## [Source passage]
============================================================

Re: help with map-reduce

Rakhi Khatwani Thu, 09 Apr 2009 04:08:17 -0700

Hi Lars,
                 Hmm... i had a look at other filters.. but i thought
ColumnValueFilter would be more appropriate coz in the constructor we could
mention the column name and the value.
Probably i am going wrong there.


what i want is to filter out all the rows based on some column value. what
do you suggest??.

thanks a ton
Rakhi

On Thu, Apr 9, 2009 at 11:46 AM, Lars George <[email protected]> wrote:

> Hi Rakhi,
>
> Sorry, not yet. This is not an easy thing to replicate. I will try though
> over the next few days if I find time. A few things to note though first.
> The way filters work is that they do *not* let filtered rows through but
> actually filters them out. That means you logic seems reversed:
>
>  final RowFilterInterface colFilter = new
> ColumnValueFilter("Status:".getBytes(), ColumnValueFilter.CompareOp.EQUAL,
>   "UNCOLLECTED".getBytes());
>  setRowFilter(colFilter);
>
>
> I think you *want* the uncollected columns to be processed? At least that
> is what you said below :) So you will have to filter all other rows out of
> the set that are NOT EQUAL to "UNCOLLECTED".
>
> Second, be careful with "UNCOLLECTED".getBytes() as that uses you systems
> default encoding. Better use Bytes.toBytes("UNCOLLECTED") - but that should
> of course match the way you store those strings in the first place. The
> filters do a byte level compare so that is very sensitive.
>
> This does not address yet why you see both values or have matches at all.
> It rather sounds like the filter is not active?
>
> And lastly, using the ColumnValueFilter will always let throw all rows! It
> is designed to strip out the columns of each row, but not filter on the row
> itself. Is that what you want? If not you may have to use a different filter
> class.
>
>
> Lars
>
>
> Rakhi Khatwani wrote:
>
>> Hi Lars,
>>              Just wanted to follow up, did you try out the column value
>> filter? did it work??
>> i really need it to improve the performance of my map-reduce programs.

============================================================

## [Material provided]
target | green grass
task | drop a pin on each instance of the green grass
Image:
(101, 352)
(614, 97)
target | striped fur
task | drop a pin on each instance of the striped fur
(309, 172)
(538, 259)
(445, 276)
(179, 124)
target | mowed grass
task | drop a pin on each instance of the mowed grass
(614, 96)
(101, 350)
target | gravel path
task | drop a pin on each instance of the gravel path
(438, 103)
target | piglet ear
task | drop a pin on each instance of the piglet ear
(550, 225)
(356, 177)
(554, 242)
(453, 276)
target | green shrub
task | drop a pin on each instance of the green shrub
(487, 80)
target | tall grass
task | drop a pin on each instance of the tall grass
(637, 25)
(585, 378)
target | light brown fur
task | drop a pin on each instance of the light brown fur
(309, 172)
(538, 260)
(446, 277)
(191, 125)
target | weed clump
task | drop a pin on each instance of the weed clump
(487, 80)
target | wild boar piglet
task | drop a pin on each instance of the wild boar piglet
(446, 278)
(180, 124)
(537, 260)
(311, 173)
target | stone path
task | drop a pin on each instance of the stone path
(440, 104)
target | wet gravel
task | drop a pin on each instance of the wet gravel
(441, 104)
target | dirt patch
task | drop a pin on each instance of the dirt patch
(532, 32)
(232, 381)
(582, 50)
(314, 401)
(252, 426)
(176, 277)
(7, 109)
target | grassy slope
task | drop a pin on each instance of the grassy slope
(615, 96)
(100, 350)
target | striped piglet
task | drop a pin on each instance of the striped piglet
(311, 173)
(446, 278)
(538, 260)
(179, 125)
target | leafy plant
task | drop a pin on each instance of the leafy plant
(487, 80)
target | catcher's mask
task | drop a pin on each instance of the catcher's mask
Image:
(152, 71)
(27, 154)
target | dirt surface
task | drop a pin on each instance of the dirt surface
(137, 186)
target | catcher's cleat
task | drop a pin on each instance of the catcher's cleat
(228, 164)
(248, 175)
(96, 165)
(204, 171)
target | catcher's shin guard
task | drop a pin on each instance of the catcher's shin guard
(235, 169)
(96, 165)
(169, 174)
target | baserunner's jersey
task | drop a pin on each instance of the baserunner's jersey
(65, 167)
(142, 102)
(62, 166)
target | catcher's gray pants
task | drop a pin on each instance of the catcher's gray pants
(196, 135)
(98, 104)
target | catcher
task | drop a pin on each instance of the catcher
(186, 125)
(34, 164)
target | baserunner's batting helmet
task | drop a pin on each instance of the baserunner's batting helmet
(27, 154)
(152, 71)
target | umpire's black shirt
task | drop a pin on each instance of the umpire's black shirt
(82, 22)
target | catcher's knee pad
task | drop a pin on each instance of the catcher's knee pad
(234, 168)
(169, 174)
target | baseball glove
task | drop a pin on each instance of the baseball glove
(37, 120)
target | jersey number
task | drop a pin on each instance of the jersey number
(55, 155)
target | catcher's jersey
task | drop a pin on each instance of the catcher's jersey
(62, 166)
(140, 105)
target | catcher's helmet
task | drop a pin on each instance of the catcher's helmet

============================================================

## [Directives]
a. Copy the rows from the line containing "target | baserunner's jersey" through the last line of the rows.
b. Continue the mailing-list thread about filtering rows by column value from where it stops.

## [The replies]
a.
target | baserunner's jersey
task | drop a pin on each instance of the baserunner's jersey
(65, 167)
(142, 102)
(62, 166)
target | catcher's gray pants
task | drop a pin on each instance of the catcher's gray pants
(196, 135)
(98, 104)
target | catcher
task | drop a pin on each instance of the catcher
(186, 125)
(34, 164)
target | baserunner's batting helmet
task | drop a pin on each instance of the baserunner's batting helmet
(27, 154)
(152, 71)
target | umpire's black shirt
task | drop a pin on each instance of the umpire's black shirt
(82, 22)
target | catcher's knee pad
task | drop a pin on each instance of the catcher's knee pad
(234, 168)
(169, 174)
target | baseball glove
task | drop a pin on each instance of the baseball glove
(37, 120)
target | jersey number
task | drop a pin on each instance of the jersey number
(55, 155)
target | catcher's jersey
task | drop a pin on each instance of the catcher's jersey
(62, 166)
(140, 105)
target | catcher's helmet
task | drop a pin on each instance of the catcher's helmet

b.
>>
>> Thanks a ton,
>> Raakhi
>>
>> On Wed, Apr 8, 2009 at 12:49 PM, Rakhi Khatwani <[email protected]
>> >wrote:
>>
>>
>>
>>> Hi Lars,
>>>
>>> Well the details are as follows:
>>>
>>> table1 has the rowkey as some url, and 2 ColumnFamilies as described
>>> below:
>>>
>>> one columnFamily called content and
>>> one columnFamily called status [which takes the values ANALYSED,
>>> UNANALYSED] (all in upper case... i checked it, there is no issue with
>>> the
>>> spelling/case).
>>>
>>> Hope this helps,
>>> Thanks.
>>> Rakhi
>>>
>>>
>>>
>>>
>>> On Wed, Apr 8, 2009 at 1:59 PM, Lars George <[email protected]> wrote:
>>>
>>>
>>>
>>>> Hi Rakhi,
>>>>
>>>> Wow, same here. I copied your RowFilter line and when I press the dot
>>>> key
>>>> and the fly up opens Eclipse hangs. Nice... NOT!
>>>>
>>>> Apart from that, you are also saying that the filter is not working as
>>>> expected? Do you use any column qualifiers for the "Status:" column? Are
>>>> the
>>>> values in the correct casing, i.e. are the values stored in uppercase as
>>>> you
>>>> have it in your example below? I assume the comparison is byte
>>>> sensitive.
>>>> Please give us more details, maybe a small sample table dump so that we
>>>> can
>>>> test this?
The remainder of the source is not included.